■ **Written problem A**
In the language modeling excerpt, what vocabulary size does the typical voice search language model for US English queries use?

■ **Selected text**

-=-=-=-=-

Since the language model is meant to assign non-zero probability to unseen strings of words (or equivalently, ensure that the cross-entropy of the model over an arbitrary test string is not infinite), a desirable property is that:

$$ P({w}_{k}|\Phi \text({W}_{k-1}))>ϵ>0,\forall {w}_{k},{W}_{k-1},$$
(8.4)

also known as the smoothing requirement.

A large body of work has accumulated over the years on various smoothing methods for n-gram language models that ensure this to be true. The two most widespread smoothing techniques are probably Kneser-Ney (1995) and Katz (1987); Goodman (2001) provides an excellent overview that is highly recommended to any practitioner of language modeling.

Query Language Modeling for Voice Search

A typical voice search language model used in our system for the US English query stream is trained as follows:

  • Vocabulary size: 1M words, OOV rate 0.57%

  • Training data: 230B words, a random sample of anonymized queries from google.com that did not trigger spelling correction

The resulting size, as well as its performance on unseen query data (10k queries) when using Katz smoothing is shown in Table 8.1. We note a few key aspects:

  • The first pass LM (15  million n-grams) requires very aggressive pruning—to about 0.1% of its unpruned size—in order to make it usable in static FST-based (Finite State Transducer-based) ASR decoders (Automatic Speech Recognition decoders)

-=-=-=-=-

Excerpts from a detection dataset
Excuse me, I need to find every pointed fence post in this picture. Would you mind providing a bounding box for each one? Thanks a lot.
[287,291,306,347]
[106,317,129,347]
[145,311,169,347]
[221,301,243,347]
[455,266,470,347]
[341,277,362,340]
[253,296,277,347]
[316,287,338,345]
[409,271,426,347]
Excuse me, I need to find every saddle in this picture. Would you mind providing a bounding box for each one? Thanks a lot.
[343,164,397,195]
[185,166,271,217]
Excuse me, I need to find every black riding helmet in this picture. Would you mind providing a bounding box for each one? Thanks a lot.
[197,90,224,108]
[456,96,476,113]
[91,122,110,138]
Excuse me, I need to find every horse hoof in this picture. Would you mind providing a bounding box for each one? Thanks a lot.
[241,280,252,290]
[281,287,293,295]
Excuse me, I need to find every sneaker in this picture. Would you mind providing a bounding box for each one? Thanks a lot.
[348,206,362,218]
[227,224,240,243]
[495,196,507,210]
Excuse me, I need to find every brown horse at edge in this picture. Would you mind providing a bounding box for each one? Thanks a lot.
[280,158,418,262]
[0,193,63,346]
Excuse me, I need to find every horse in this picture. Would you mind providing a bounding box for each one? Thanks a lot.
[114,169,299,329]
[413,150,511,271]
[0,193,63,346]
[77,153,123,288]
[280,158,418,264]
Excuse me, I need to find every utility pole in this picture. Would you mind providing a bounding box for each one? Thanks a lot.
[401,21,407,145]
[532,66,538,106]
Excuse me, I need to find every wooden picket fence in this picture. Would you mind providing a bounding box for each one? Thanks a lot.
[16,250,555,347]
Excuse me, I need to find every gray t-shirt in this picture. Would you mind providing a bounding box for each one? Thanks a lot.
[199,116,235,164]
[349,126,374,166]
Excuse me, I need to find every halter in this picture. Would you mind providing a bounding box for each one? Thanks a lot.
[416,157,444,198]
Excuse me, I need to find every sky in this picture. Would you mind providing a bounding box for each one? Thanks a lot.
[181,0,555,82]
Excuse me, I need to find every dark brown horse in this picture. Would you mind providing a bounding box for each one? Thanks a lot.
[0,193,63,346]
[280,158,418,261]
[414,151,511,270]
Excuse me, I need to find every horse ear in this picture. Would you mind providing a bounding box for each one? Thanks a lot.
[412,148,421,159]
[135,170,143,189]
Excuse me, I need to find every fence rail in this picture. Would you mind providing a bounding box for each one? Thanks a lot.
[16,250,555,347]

-=-=-=-=-

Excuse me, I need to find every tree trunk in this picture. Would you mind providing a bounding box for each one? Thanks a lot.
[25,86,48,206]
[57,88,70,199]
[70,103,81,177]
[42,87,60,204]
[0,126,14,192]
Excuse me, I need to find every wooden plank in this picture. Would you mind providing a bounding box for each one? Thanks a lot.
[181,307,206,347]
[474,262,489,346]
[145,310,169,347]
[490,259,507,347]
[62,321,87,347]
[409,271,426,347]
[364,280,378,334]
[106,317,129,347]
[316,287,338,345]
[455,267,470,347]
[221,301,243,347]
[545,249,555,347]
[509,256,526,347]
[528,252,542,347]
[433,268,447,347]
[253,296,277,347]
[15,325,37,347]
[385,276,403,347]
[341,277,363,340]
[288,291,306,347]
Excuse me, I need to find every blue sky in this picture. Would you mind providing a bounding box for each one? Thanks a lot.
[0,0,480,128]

-=-=-=-=-

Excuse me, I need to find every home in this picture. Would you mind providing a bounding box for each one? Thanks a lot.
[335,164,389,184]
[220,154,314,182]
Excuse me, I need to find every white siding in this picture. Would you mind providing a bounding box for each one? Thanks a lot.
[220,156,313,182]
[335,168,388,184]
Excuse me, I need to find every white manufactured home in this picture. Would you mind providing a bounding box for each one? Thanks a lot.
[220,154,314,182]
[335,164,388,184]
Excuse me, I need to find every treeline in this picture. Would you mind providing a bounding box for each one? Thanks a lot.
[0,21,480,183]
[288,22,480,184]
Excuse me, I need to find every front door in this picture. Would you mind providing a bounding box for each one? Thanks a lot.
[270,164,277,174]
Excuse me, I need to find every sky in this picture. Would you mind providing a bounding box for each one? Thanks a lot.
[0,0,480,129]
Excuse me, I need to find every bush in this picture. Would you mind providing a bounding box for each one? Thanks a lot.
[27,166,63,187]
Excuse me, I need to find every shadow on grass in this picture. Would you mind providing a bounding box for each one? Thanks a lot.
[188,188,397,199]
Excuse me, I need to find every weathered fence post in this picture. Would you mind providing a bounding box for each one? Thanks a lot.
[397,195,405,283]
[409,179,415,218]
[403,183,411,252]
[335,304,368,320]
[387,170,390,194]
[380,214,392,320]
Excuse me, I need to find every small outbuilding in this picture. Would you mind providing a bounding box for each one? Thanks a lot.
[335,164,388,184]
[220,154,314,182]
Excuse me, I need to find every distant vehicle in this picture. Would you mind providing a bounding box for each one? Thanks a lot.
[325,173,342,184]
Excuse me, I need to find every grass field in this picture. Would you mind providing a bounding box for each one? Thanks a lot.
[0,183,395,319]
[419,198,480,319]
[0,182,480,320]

-=-=-=-=-

■ **Written problem B**
Please copy verbatim the part of the records that opens with the line containing "Excuse me, I need to find every grass" and closes with the line containing "[0,182,480,320]".

■ **Exercise answer A**
1M words

■ **Exercise answer B**
Excuse me, I need to find every grass field in this picture. Would you mind providing a bounding box for each one? Thanks a lot.
[0,183,395,319]
[419,198,480,319]
[0,182,480,320]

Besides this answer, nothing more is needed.